Stored dataset items:

════════════════

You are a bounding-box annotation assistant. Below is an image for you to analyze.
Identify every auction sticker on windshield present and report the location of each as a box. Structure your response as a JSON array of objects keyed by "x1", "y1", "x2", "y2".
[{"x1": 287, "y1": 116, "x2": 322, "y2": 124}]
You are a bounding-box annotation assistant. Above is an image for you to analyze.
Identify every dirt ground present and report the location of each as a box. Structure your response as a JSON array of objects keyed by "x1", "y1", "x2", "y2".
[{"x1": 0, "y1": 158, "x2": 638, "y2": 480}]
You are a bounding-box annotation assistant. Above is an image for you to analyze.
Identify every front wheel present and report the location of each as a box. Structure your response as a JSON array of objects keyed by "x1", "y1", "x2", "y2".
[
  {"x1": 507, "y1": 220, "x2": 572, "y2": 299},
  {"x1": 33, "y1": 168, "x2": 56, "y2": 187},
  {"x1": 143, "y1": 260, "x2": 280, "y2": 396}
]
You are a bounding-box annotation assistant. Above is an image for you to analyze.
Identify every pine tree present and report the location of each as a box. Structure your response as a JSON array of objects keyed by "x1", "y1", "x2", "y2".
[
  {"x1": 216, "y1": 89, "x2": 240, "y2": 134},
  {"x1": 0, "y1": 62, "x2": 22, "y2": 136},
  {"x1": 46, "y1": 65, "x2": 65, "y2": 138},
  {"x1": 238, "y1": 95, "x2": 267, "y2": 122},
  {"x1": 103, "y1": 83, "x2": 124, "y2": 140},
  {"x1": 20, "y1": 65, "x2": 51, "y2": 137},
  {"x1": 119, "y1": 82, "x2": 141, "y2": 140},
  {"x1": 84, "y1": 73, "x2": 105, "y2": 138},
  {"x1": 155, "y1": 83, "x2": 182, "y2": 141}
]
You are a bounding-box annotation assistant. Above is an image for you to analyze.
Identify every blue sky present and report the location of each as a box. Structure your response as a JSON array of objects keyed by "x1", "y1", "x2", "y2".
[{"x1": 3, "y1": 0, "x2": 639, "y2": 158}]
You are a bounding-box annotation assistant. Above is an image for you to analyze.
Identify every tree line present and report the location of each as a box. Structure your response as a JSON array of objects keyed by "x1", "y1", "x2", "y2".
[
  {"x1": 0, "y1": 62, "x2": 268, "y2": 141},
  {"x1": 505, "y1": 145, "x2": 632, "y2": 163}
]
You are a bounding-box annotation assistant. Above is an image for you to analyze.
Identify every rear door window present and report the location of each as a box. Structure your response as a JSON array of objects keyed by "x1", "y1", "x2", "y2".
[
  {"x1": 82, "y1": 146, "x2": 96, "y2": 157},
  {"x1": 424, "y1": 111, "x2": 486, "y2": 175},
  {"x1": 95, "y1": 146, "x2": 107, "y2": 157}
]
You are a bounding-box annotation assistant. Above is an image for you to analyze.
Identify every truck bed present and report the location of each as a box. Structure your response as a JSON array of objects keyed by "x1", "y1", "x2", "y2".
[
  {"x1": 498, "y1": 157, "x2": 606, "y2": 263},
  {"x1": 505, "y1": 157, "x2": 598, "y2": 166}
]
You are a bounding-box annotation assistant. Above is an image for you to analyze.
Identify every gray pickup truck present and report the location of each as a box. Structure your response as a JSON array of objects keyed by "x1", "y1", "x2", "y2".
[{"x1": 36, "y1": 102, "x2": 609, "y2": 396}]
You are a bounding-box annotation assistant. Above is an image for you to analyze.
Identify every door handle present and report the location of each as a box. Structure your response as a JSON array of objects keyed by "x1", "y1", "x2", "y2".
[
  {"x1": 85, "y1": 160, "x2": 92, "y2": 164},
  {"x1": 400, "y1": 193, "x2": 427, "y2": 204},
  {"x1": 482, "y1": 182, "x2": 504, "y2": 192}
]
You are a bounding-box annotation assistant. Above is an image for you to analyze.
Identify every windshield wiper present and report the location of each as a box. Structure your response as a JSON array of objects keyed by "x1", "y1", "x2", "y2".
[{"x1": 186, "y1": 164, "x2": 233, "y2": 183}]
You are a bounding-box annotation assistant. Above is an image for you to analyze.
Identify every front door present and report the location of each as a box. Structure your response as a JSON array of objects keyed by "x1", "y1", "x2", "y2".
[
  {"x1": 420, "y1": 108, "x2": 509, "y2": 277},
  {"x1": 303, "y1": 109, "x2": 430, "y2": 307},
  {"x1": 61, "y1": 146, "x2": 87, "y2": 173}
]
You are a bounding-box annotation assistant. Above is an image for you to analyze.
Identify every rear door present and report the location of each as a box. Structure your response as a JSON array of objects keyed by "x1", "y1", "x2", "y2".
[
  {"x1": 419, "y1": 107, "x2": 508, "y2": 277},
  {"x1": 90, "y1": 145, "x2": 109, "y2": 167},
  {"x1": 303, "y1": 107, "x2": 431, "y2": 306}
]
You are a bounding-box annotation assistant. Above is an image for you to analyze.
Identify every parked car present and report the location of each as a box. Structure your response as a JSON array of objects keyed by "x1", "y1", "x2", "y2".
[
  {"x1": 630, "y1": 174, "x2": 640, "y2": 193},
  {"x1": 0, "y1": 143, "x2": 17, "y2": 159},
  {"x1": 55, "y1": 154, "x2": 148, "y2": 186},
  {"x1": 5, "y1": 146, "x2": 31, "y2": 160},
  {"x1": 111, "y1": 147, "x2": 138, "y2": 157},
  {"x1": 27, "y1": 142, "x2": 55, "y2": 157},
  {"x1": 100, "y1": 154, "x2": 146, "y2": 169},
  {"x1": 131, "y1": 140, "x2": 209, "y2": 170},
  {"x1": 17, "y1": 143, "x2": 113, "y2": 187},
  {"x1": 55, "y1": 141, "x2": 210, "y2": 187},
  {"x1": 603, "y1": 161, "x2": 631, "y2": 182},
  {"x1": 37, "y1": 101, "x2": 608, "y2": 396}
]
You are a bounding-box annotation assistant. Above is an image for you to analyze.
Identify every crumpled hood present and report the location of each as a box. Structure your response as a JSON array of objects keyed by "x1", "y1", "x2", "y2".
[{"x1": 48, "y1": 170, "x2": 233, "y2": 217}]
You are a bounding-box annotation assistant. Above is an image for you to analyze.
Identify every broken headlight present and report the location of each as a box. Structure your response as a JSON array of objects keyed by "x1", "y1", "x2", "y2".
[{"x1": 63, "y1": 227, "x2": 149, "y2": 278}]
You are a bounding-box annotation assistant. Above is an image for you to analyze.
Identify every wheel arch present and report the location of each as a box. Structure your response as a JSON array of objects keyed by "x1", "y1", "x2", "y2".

════════════════

Transcribe the data. Leave every line exactly as it is.

You are a bounding-box annotation assistant. Below is an image for you to analyze.
Identify every auction sticker on windshield present and report the location of each as a box. Structure your response as a JSON array of objects keyed by "x1", "y1", "x2", "y2".
[{"x1": 287, "y1": 116, "x2": 322, "y2": 124}]
You are a bounding-box annotation assistant. Above is an image for you to analyze.
Identify every dirt ground present and report the location of each as a box. Structure your response as a JSON array of objects keyed by "x1", "y1", "x2", "y2".
[{"x1": 0, "y1": 158, "x2": 638, "y2": 480}]
You are a bounding-box annotation assistant. Above is an image for you to analyze.
Identify every front wheel present and report the location of each as a box. Structure your response as a JSON array of objects keyed by "x1", "y1", "x2", "y2".
[
  {"x1": 507, "y1": 220, "x2": 572, "y2": 299},
  {"x1": 33, "y1": 168, "x2": 56, "y2": 187},
  {"x1": 143, "y1": 260, "x2": 280, "y2": 396}
]
You are a bounding-box annotation assistant. Above is an image for you to analyze.
Identify every pine tree present and report the location of each as a box. Structure your response as a JSON array of objects keyed by "x1", "y1", "x2", "y2".
[
  {"x1": 216, "y1": 89, "x2": 240, "y2": 134},
  {"x1": 0, "y1": 62, "x2": 22, "y2": 136},
  {"x1": 46, "y1": 65, "x2": 65, "y2": 138},
  {"x1": 238, "y1": 95, "x2": 267, "y2": 122},
  {"x1": 103, "y1": 83, "x2": 124, "y2": 140},
  {"x1": 20, "y1": 65, "x2": 51, "y2": 137},
  {"x1": 119, "y1": 82, "x2": 141, "y2": 140},
  {"x1": 84, "y1": 73, "x2": 105, "y2": 138},
  {"x1": 155, "y1": 83, "x2": 182, "y2": 141}
]
You are a bounding-box annotation assistant. Above is an image for you to analyze.
Identify every blue sky present and report the location of each as a box. Structure your response as a JSON array of objects keyed by "x1", "y1", "x2", "y2".
[{"x1": 3, "y1": 0, "x2": 639, "y2": 158}]
You are a bounding-box annotation assistant. Above is an image for you to analyze.
Identify every tree line present and report the location of each as a box. Structure your response as a JSON array of objects keyed by "x1", "y1", "x2", "y2".
[
  {"x1": 0, "y1": 62, "x2": 268, "y2": 141},
  {"x1": 505, "y1": 145, "x2": 632, "y2": 163}
]
You are a bounding-box annotation assistant. Above is an image for you to analyze.
Identify every rear door window present and report the location of each as a box. Structure your response as a JSON array of objects keyed by "x1", "y1", "x2", "y2".
[
  {"x1": 82, "y1": 146, "x2": 96, "y2": 157},
  {"x1": 424, "y1": 111, "x2": 486, "y2": 175},
  {"x1": 95, "y1": 146, "x2": 107, "y2": 157}
]
You are a bounding-box annotation assistant. Above is an image for you to analyze.
Identify every truck bed present and report the location of each as a box. Structure your response as a JSON array of objects keyed by "x1", "y1", "x2", "y2".
[
  {"x1": 498, "y1": 157, "x2": 606, "y2": 263},
  {"x1": 505, "y1": 157, "x2": 598, "y2": 166}
]
You are a bounding-box annotation assistant. Above is an image for you to analyze.
Identify every gray pickup truck present and report the location of each as a box. Structure your response as a JSON array of objects keyed by "x1", "y1", "x2", "y2".
[{"x1": 36, "y1": 102, "x2": 609, "y2": 396}]
You are a bounding-box annotation assistant. Above is an image for you to analyze.
Identify every door handle present and report the location of each as a box. Structure your response as a JSON array of objects keyed by "x1", "y1", "x2", "y2".
[
  {"x1": 85, "y1": 160, "x2": 92, "y2": 164},
  {"x1": 400, "y1": 193, "x2": 427, "y2": 204},
  {"x1": 482, "y1": 182, "x2": 504, "y2": 192}
]
You are a bounding-box annotation assistant. Above is an image for you to analyze.
Identify every windshield wiper present and report the location of each as a box. Structure your response as a JSON array of objects keyed by "x1", "y1", "x2", "y2".
[{"x1": 186, "y1": 164, "x2": 233, "y2": 183}]
You are a bounding-box annotation assistant. Above is an image for you to analyze.
Identify every front door present and report the location of each as a box. Structure your response as a JSON array of objects keyed by "x1", "y1", "x2", "y2".
[
  {"x1": 420, "y1": 108, "x2": 509, "y2": 277},
  {"x1": 303, "y1": 109, "x2": 430, "y2": 307},
  {"x1": 61, "y1": 146, "x2": 87, "y2": 173}
]
You are a bounding-box annotation assistant. Above is an image for you to analyze.
Identify every rear door present and report the location of each as a box. Structure your response as a JSON array of objects keyed by "x1", "y1", "x2", "y2".
[
  {"x1": 419, "y1": 107, "x2": 508, "y2": 277},
  {"x1": 90, "y1": 145, "x2": 109, "y2": 167},
  {"x1": 303, "y1": 107, "x2": 431, "y2": 306}
]
You are a bounding-box annotation assistant. Above is an image for you to analyze.
Identify every parked car present and report the location of each as a box. Structure your response as a JSON array of objects keyed by "x1", "y1", "x2", "y2".
[
  {"x1": 630, "y1": 174, "x2": 640, "y2": 193},
  {"x1": 0, "y1": 143, "x2": 17, "y2": 159},
  {"x1": 55, "y1": 154, "x2": 148, "y2": 186},
  {"x1": 5, "y1": 146, "x2": 31, "y2": 160},
  {"x1": 111, "y1": 147, "x2": 138, "y2": 157},
  {"x1": 27, "y1": 142, "x2": 55, "y2": 157},
  {"x1": 100, "y1": 154, "x2": 146, "y2": 169},
  {"x1": 131, "y1": 140, "x2": 209, "y2": 170},
  {"x1": 17, "y1": 143, "x2": 113, "y2": 187},
  {"x1": 55, "y1": 141, "x2": 210, "y2": 187},
  {"x1": 603, "y1": 161, "x2": 631, "y2": 182},
  {"x1": 37, "y1": 101, "x2": 608, "y2": 396}
]
You are a bounding-box annotation assistant. Above is an image for you to analyze.
Identify every crumpled hood present and report the location of each as a box. Structure your response as a JSON array of objects keyed by "x1", "y1", "x2", "y2".
[{"x1": 48, "y1": 170, "x2": 233, "y2": 217}]
You are a bounding-box annotation assistant. Above is an image for you to analyze.
Identify every broken headlight present and report the location of each as a box. Structure your response as a JSON array of objects keyed by "x1", "y1", "x2", "y2".
[{"x1": 63, "y1": 227, "x2": 149, "y2": 278}]
You are a bounding-box annotation assistant. Above is an image for you to analyze.
Identify every wheel arch present and report the location of each as a box. Structure your response as a JSON array of objects keyed by "x1", "y1", "x2", "y2".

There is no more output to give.